## TASK LIST
• a. In the article about the Hereford nurse, which charity did Mary-Clare McGivern want to raise funds for?
• b. Transcribe the passage of the article about the Hereford nurse that begins at the words "Miss McGivern wanted" and stops after the words "resources for decades.".

A HEREFORD nurse who has been working on the frontline during the coronavirus pandemic is now trying to help children and their families in Palestine who have been injured in recent attacks in the Middle East .

Mary-Clare McGivern, who went to Aylestone High School and Hereford Sixth Form College before training as a nurse in Leeds, has pledged to raise money by running one kilometre for every adult killed in Gaza, and two kilometres for every child.

On May 18, she said that would be at total of at least 259 kilometres, but a Israel-Gaza ceasefire was agreed later in the month after an 11-day military offensive in the Gaza Strip considered the worst violence in the region since 2014.

Miss McGivern wanted to raise funds for Medical Aid for Palestinians (MAP), a charity working in Gaza to provide emergency and life saving care to those caught up in the attacks.

Inspired by a visit to the region and by her time spent working in the NHS during the pandemic, Miss McGivern said: “I have had enough of watching the news and feeling sad, angry, and helpless, so I’ve decided to do what I can.

"It won’t be enough, but something is better than nothing.

"As of March this year, there was only one hospital bed per 800 people.

"Gaza is just 41km long, and a maximum of 12km wide, and yet is home to over two million Palestinians who are being bombed relentlessly, and who have been starved of basic resources for decades.

"I know as the bombs fall my total will keep climbing-I will just have to keep running.”

Her older sister Madeleine, who has worked in Palestine and Israel as a Human Rights Monitor and visited Gaza on a number of occasions, set up an initiative called Children Across Borders.

The project is a website where people can send messages of support to the parents and grandparents of Gaza.

Madeleine, who also went to Aylestone and Hereford Sixth Form College and now has a two-year-old son, said: “I cannot imagine the pain parents in Palestine must be going through, knowing they cannot keep their children safe right now.

"I have seen pictures and videos from Gaza showing children injured or killed, but also kids proudly displaying their pet fishes that they managed to save from the rubble of their home, saying they want to become doctors to help people, and splashing in a tin bath surrounded by destruction but still laughing.

"We all have children we know and love in our lives - this website is a way of telling parents their children are in our thoughts."

## PROVIDED INFORMATION
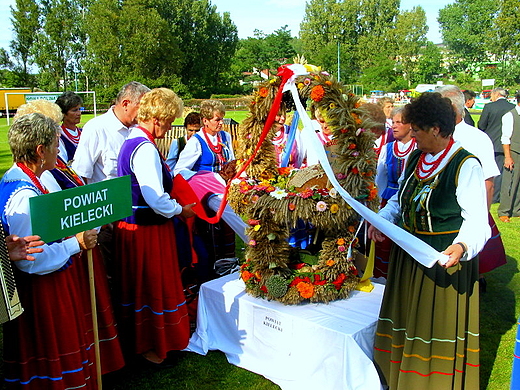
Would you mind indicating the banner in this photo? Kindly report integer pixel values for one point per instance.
(68, 212)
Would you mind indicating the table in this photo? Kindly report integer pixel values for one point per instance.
(308, 346)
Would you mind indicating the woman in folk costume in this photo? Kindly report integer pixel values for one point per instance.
(390, 165)
(59, 178)
(70, 104)
(49, 346)
(153, 314)
(203, 163)
(428, 331)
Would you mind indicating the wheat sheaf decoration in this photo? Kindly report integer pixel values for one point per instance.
(287, 206)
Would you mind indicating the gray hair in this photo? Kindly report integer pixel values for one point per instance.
(209, 107)
(132, 91)
(27, 132)
(456, 96)
(500, 92)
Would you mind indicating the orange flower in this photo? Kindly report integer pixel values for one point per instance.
(305, 289)
(246, 275)
(284, 171)
(317, 93)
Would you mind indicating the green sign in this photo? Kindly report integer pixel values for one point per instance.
(65, 213)
(43, 96)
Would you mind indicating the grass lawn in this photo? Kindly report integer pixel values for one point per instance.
(499, 311)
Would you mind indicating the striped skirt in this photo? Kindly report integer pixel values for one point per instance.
(428, 331)
(151, 305)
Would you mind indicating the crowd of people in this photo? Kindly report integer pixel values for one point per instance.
(436, 178)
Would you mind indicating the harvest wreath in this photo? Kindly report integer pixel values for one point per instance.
(277, 201)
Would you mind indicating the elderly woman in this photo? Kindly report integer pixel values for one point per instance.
(393, 157)
(70, 104)
(427, 334)
(205, 155)
(154, 317)
(63, 177)
(49, 345)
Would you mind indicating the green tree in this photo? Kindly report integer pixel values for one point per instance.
(59, 46)
(26, 23)
(328, 25)
(410, 35)
(429, 65)
(504, 42)
(465, 24)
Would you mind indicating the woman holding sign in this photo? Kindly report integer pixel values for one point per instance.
(49, 345)
(153, 312)
(428, 331)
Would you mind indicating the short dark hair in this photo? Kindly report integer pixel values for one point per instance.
(429, 110)
(193, 118)
(68, 100)
(469, 94)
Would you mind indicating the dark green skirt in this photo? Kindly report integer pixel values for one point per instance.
(428, 331)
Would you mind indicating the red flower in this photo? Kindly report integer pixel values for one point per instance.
(318, 281)
(339, 281)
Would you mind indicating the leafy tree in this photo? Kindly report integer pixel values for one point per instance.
(504, 42)
(429, 65)
(410, 35)
(465, 24)
(326, 25)
(59, 45)
(26, 23)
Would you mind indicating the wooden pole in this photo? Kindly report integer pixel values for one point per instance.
(94, 317)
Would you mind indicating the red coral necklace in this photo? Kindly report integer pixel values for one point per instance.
(400, 155)
(74, 138)
(423, 171)
(33, 177)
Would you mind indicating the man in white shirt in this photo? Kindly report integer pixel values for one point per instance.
(509, 197)
(96, 156)
(472, 139)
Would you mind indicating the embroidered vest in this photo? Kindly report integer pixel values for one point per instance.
(429, 208)
(142, 214)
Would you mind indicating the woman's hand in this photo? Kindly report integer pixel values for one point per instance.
(375, 234)
(87, 239)
(455, 253)
(21, 248)
(187, 211)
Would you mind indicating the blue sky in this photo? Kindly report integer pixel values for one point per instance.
(265, 15)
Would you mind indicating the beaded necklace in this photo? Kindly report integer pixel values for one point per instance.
(73, 138)
(423, 171)
(33, 177)
(401, 155)
(151, 138)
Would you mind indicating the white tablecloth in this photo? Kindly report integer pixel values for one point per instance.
(310, 346)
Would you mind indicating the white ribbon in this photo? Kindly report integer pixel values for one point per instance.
(418, 249)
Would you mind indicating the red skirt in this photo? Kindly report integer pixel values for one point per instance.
(49, 346)
(109, 347)
(153, 312)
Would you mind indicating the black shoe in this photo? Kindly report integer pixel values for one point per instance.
(482, 285)
(166, 363)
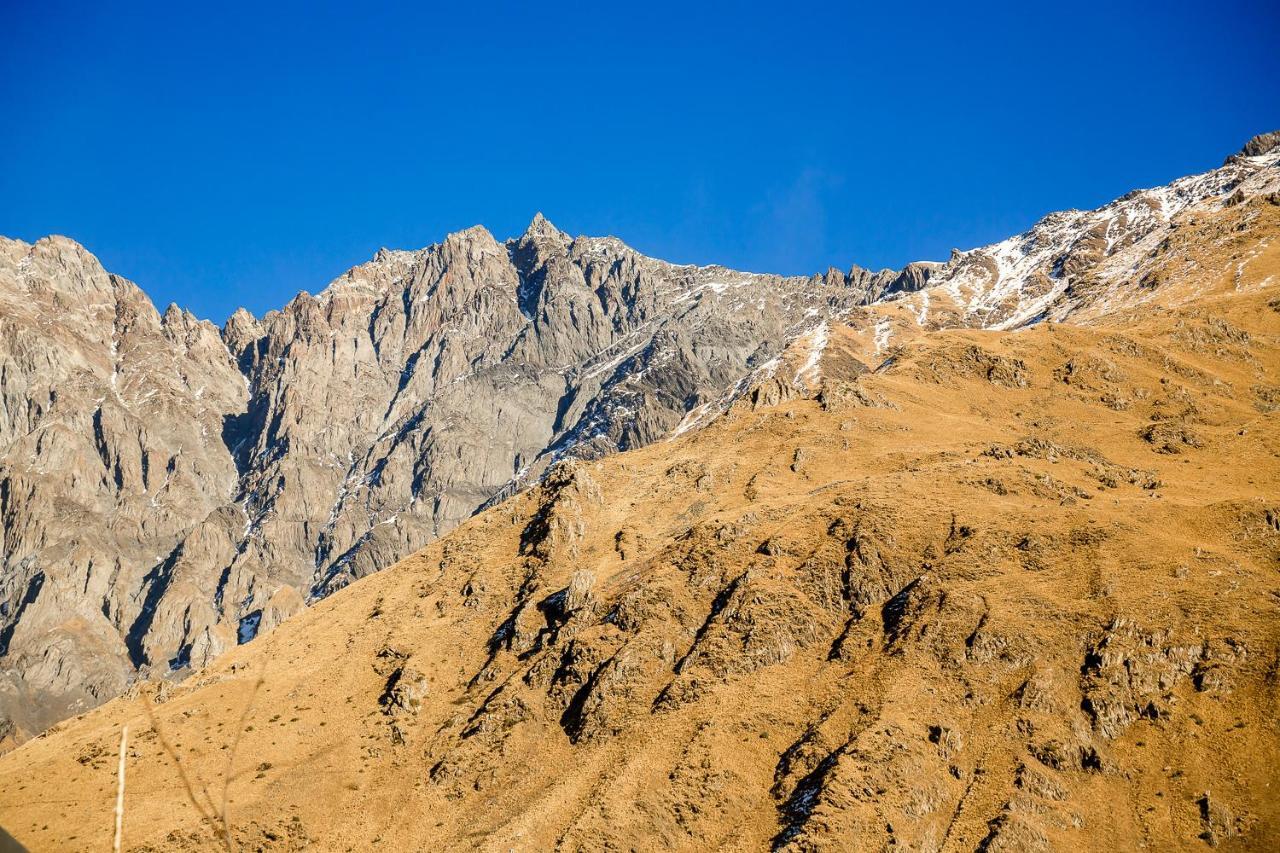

## EXPECTED RESPONSES
• a. Medical Aid for Palestinians (MAP)

• b.
Miss McGivern wanted to raise funds for Medical Aid for Palestinians (MAP), a charity working in Gaza to provide emergency and life saving care to those caught up in the attacks.

Inspired by a visit to the region and by her time spent working in the NHS during the pandemic, Miss McGivern said: “I have had enough of watching the news and feeling sad, angry, and helpless, so I’ve decided to do what I can.

"It won’t be enough, but something is better than nothing.

"As of March this year, there was only one hospital bed per 800 people.

"Gaza is just 41km long, and a maximum of 12km wide, and yet is home to over two million Palestinians who are being bombed relentlessly, and who have been starved of basic resources for decades.